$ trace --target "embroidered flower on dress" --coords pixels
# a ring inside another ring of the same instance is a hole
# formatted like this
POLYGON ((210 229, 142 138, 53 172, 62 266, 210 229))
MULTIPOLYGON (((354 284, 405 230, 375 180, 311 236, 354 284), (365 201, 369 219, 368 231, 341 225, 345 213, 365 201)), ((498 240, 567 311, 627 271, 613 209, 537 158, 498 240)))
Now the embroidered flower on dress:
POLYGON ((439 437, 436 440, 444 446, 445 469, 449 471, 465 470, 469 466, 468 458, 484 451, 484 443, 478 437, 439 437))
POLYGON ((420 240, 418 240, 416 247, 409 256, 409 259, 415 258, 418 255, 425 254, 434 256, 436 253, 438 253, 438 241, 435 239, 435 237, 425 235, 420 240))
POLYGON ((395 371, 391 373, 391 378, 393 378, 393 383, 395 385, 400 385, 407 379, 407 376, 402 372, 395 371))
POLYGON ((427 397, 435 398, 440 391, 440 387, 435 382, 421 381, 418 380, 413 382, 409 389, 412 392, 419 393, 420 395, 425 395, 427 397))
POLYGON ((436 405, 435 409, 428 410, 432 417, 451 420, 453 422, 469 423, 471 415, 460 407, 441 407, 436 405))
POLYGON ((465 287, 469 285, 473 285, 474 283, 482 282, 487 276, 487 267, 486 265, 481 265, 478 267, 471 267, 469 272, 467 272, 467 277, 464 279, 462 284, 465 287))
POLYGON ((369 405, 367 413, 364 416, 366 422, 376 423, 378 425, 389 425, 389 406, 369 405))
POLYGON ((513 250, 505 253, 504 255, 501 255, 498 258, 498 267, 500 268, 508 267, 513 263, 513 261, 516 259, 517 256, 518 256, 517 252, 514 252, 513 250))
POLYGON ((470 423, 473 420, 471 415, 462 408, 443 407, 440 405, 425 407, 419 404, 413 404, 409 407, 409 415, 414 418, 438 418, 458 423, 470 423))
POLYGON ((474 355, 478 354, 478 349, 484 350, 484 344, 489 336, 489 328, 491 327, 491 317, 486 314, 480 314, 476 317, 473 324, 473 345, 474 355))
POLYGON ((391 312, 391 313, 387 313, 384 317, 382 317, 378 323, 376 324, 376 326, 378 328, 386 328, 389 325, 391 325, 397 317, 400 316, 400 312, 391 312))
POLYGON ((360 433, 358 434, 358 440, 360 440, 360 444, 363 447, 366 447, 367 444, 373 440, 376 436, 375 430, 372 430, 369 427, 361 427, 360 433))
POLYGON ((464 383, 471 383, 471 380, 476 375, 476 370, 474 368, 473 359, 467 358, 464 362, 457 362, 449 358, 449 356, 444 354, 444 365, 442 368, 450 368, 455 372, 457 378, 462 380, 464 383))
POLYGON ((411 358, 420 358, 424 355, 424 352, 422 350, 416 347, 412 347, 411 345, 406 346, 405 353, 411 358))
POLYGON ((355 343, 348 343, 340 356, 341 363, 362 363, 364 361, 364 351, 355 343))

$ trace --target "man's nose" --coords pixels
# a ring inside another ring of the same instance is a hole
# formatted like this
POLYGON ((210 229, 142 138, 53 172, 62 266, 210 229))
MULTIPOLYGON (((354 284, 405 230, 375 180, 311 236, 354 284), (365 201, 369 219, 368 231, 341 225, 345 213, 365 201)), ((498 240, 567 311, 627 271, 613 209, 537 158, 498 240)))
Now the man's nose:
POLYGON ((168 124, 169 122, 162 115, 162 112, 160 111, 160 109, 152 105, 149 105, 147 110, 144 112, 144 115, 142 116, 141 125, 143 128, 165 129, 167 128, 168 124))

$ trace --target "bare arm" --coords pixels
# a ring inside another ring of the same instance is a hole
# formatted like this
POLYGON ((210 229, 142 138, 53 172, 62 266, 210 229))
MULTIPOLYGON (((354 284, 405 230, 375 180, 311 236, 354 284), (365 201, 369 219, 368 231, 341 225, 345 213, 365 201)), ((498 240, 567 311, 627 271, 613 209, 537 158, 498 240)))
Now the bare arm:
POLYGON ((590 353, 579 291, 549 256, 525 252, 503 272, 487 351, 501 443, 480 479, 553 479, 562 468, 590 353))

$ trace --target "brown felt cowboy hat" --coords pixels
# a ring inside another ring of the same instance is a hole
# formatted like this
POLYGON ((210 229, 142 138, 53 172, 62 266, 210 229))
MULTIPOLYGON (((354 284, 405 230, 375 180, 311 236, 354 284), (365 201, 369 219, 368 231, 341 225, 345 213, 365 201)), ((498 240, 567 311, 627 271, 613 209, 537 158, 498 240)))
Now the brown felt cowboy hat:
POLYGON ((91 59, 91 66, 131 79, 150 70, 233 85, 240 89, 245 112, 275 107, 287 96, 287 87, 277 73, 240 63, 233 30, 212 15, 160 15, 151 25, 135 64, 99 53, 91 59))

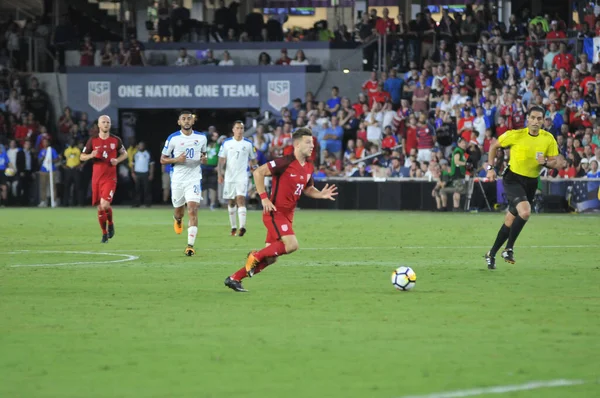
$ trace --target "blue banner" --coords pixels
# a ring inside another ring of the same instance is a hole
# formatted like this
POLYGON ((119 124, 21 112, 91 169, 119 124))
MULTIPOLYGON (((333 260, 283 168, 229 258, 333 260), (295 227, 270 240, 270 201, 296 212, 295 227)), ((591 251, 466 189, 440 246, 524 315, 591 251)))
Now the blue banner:
POLYGON ((119 109, 254 108, 279 114, 295 98, 304 99, 304 69, 267 73, 260 68, 218 68, 219 73, 193 73, 189 68, 144 68, 138 69, 139 73, 132 73, 133 68, 112 68, 82 73, 77 68, 77 73, 67 73, 67 102, 73 110, 87 112, 92 120, 106 114, 116 123, 119 109))

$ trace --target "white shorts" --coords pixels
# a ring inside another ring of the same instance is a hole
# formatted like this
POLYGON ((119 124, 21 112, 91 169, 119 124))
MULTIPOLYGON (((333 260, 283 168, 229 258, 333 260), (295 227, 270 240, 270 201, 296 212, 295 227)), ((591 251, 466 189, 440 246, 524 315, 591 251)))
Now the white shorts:
POLYGON ((171 181, 171 201, 173 207, 181 207, 189 202, 202 202, 202 180, 188 183, 171 181))
POLYGON ((223 183, 223 199, 235 199, 236 196, 246 197, 248 194, 248 180, 223 183))

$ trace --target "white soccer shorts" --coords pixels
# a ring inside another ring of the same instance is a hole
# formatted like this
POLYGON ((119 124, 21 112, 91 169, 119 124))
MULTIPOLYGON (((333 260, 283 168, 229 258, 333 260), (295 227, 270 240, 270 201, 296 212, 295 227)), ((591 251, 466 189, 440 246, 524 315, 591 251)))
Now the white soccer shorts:
POLYGON ((246 197, 248 194, 248 180, 223 183, 223 199, 235 199, 236 196, 246 197))
POLYGON ((173 207, 181 207, 189 202, 202 202, 202 181, 174 183, 171 181, 171 201, 173 207))

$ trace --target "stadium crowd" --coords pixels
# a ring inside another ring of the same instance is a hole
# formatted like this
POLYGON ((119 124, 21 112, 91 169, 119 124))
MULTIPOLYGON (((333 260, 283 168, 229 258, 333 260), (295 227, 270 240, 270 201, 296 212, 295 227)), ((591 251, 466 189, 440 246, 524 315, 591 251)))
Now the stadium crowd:
MULTIPOLYGON (((465 15, 444 13, 439 24, 427 11, 405 23, 402 15, 392 19, 385 10, 383 17, 373 11, 363 15, 357 35, 363 40, 389 35, 389 70, 373 72, 360 93, 332 87, 327 100, 317 101, 309 92, 281 109, 280 116, 257 120, 251 138, 260 163, 284 154, 294 128, 308 126, 318 144, 315 178, 435 180, 439 184, 432 195, 443 205, 441 193, 464 192, 465 175, 483 176, 488 163, 500 172, 506 168, 508 151, 488 159, 490 144, 508 129, 525 127, 527 109, 540 105, 546 109, 544 128, 556 137, 567 159, 564 169, 542 173, 551 178, 600 177, 600 64, 581 51, 580 40, 566 39, 563 21, 513 15, 503 23, 486 10, 467 8, 465 15), (521 39, 525 41, 515 41, 521 39)), ((592 22, 600 29, 600 21, 592 22)), ((578 38, 597 34, 587 19, 580 25, 578 38)), ((5 32, 3 40, 10 40, 12 30, 5 32)), ((140 43, 133 40, 128 51, 116 55, 117 62, 143 62, 140 43), (140 55, 132 56, 136 45, 140 55)), ((89 52, 82 47, 82 60, 89 52)), ((112 50, 105 54, 107 63, 109 55, 111 64, 115 62, 112 50)), ((184 58, 185 53, 180 55, 184 58)), ((367 62, 376 58, 368 56, 367 62)), ((281 60, 286 62, 279 64, 292 63, 283 51, 281 60)), ((35 78, 15 73, 10 62, 10 57, 3 60, 0 79, 3 203, 12 196, 13 203, 48 204, 49 170, 41 160, 52 142, 55 191, 63 205, 83 204, 81 181, 86 180, 77 151, 97 131, 97 123, 69 108, 53 121, 47 93, 35 78), (5 175, 8 168, 16 174, 5 175)), ((226 134, 210 132, 217 152, 219 135, 226 134)), ((135 152, 135 143, 128 147, 135 152)))

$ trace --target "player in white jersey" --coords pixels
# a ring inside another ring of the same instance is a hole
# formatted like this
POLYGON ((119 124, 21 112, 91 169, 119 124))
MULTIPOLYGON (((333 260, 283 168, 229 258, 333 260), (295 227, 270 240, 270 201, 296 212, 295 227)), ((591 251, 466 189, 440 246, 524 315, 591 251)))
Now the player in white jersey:
POLYGON ((240 219, 238 236, 246 233, 246 194, 248 193, 248 161, 252 170, 256 166, 256 150, 252 141, 244 138, 244 123, 233 123, 233 137, 226 139, 219 149, 219 184, 223 184, 223 199, 229 200, 231 236, 237 232, 237 215, 240 219))
POLYGON ((194 242, 198 234, 198 206, 202 200, 201 163, 206 162, 206 136, 192 130, 195 117, 190 111, 181 111, 177 124, 181 130, 171 134, 162 150, 161 164, 172 164, 171 200, 175 208, 173 228, 183 232, 184 207, 188 208, 188 244, 186 256, 196 254, 194 242))

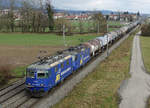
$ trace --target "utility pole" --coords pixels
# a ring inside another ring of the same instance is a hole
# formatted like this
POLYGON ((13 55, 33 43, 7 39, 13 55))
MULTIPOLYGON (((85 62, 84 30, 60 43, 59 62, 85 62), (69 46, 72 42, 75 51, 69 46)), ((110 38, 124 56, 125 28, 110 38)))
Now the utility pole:
POLYGON ((107 22, 107 57, 109 56, 109 42, 108 42, 108 22, 107 22))
POLYGON ((63 24, 63 39, 64 39, 64 45, 65 45, 65 47, 67 46, 67 44, 66 44, 66 36, 65 36, 65 24, 63 24))
POLYGON ((98 21, 98 27, 97 27, 97 34, 99 33, 99 21, 98 21))

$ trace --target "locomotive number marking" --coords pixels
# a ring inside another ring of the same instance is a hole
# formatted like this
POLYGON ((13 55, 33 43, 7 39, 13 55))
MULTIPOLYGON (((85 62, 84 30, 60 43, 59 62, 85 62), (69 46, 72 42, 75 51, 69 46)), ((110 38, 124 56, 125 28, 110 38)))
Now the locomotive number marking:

= = = = =

### Problem to solve
Copy out each line of the data containing the string "target".

### Your solution
$ trace --target "embroidered flower on dress" --coords pixels
$ trace --target "man's nose" --coords pixels
$ trace --target "bare arm" --coords pixels
$ trace --target "brown felt cowboy hat" --coords pixels
$ trace --target "blue banner" --coords pixels
$ trace --target "white shorts" --coords pixels
$ trace --target "white soccer shorts" --coords pixels
$ trace --target "stadium crowd" --coords pixels
$ trace --target "player in white jersey" --coords pixels
$ trace --target "utility pole" --coords pixels
$ trace --target "locomotive number marking" --coords pixels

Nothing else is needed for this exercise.